### [PAGE EXTRACT]
-- Begin --

…or The Reading Bingo Challenge!
Another year draws to a close, so it must be time for… The Reading Bingo Challenge! I don’t deliberately look for books to read to meet this challenge, but at the end of the year it’s always fun to see how many boxes I can fill. Some of the categories are easy-peasy… others not so much. I’ve achieved a full house in each of the last three years, so the pressure is on…
More than 500 pages
The Man Who Loved Dogs by Leonardo Padura. I’ve read a few chunky novels this year, so at random I’ve gone for this one, which I read as part of my Russian Revolution challenge. It tells the story of the assassination of Trotsky, allowing us to see his life as an exile and his assassin’s involvement in the Spanish Civil War and subsequent recruitment by Stalin’s regime.

Getty Images/Gamma-Keystone
A forgotten classic
Marriage by Susan Ferrier. Following a discussion with my brother on Scottish classics, he sent me this one, of which I hadn’t heard. It tells of two sisters, separated as babies, one to be brought up in the strict religion of the Scottish Highlands, the other to live amongst the fashionably loose-moralled people of London.
A book that became a movie
The Thirty-Nine Steps by John Buchan. The story of Richard Hannay being chased around Scotland by some nasty German spies just before the First World War. I enjoyed this, but I enjoyed Hitchcock’s classic film version considerably more!

-- End --

### [INFORMATION SUPPLIED]
-- Begin --

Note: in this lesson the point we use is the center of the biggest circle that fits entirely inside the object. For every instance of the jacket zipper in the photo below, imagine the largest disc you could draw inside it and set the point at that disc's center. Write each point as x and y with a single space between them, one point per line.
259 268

-- End --

### [WHAT IS ASKED]
1. In the Reading Bingo text above the listing, give the passage between "Another year draws" and "by Stalin’s regime.", inclusive, swapping "Trotsky" for "Leon Trotsky".
2. Resume the Reading Bingo text above the listing, starting after its last sentence.

### [EXERCISE RESPONSES]
1.
Another year draws to a close, so it must be time for… The Reading Bingo Challenge! I don’t deliberately look for books to read to meet this challenge, but at the end of the year it’s always fun to see how many boxes I can fill. Some of the categories are easy-peasy… others not so much. I’ve achieved a full house in each of the last three years, so the pressure is on…
More than 500 pages
The Man Who Loved Dogs by Leonardo Padura. I’ve read a few chunky novels this year, so at random I’ve gone for this one, which I read as part of my Russian Revolution challenge. It tells the story of the assassination of Leon Trotsky, allowing us to see his life as an exile and his assassin’s involvement in the Spanish Civil War and subsequent recruitment by Stalin’s regime.

2.
Published this year
The Death of Mrs Westaway by Ruth Ware. I loved this story of Hal Greenaway, who receives a letter telling her she has been left something by her grandmother. The only problem is Hal knows her real grandmother died years ago! But she decides to go anyway to the house in Cornwall to find out what she’s inherited. Deliciously Gothic in a modern setting.
With a number in the title
The Four Just Men by Edgar Wallace. This classic story from 1905 has a surprisingly contemporary storyline – of people objecting to political agitators using the safety of foreign countries to stir up revolutions back in their own nation. It’s a vigilante story – not my favourite kind – but I found it entertaining and unexpectedly thought-provoking.
Written by someone under 30
The Moving Toyshop by Edmund Crispin. I always end up having to google authors for this one, and was amazed to find that Crispin wrote this book when he was only 25. The story is of a man who discovers a body in a toyshop but when he returns there with the police, the toyshop has gone! A mad romp of a book and great fun.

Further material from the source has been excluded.